**Bloco de texto:**
==========

Epifania de Natal

Que este Natal lhes pese, aos que governam, como um espelho pesado, cravado na parede das suas consciências. Que não seja só mais uma quadra de discursos vazios e inaugurações apressadas, mais uma desculpa para se enfeitarem de importância, como se a grandeza fosse um fato que se veste e despe. Que este Natal os alcance como uma revelação inclemente, daquelas que arrancam a alma do sono e obrigam o corpo a andar pelos corredores vazios à procura de respostas que nunca chegam.

Desejo-lhes, mais do que prendas ou festejos, uma luz incómoda que os obrigue a olhar para o que não olham: para a Madeira real, a que não cabe nos relatórios nem nas fotografias de fachada. Que vejam as pedras das ruas onde já não há passos leves, as casas que se encolhem para aguentar o vento, os rostos que se fecham para suportar o tempo. Que sintam, mesmo que só por um instante, o peso de governar, não como um privilégio, mas como um fardo, o mais nobre dos fardos: o cuidar.

==========

**Material fornecido:**
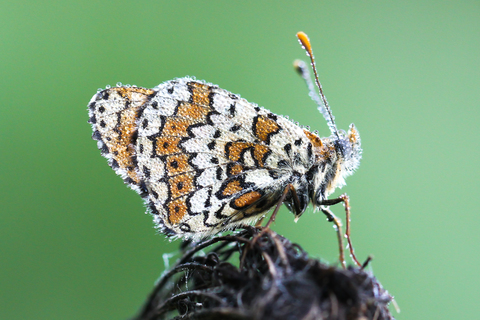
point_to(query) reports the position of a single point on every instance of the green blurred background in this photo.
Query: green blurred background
(74, 241)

==========

**Enunciado:** Reproduza o trecho do bloco de texto que se inicia nas palavras "Que este Natal lhes" e termina após "que nunca chegam.", renomeando "Natal" como "Ano Novo". Os dados apresentados não são necessários para a resolução.

**Resolução:**
Que este Ano Novo lhes pese, aos que governam, como um espelho pesado, cravado na parede das suas consciências. Que não seja só mais uma quadra de discursos vazios e inaugurações apressadas, mais uma desculpa para se enfeitarem de importância, como se a grandeza fosse um fato que se veste e despe. Que este Ano Novo os alcance como uma revelação inclemente, daquelas que arrancam a alma do sono e obrigam o corpo a andar pelos corredores vazios à procura de respostas que nunca chegam.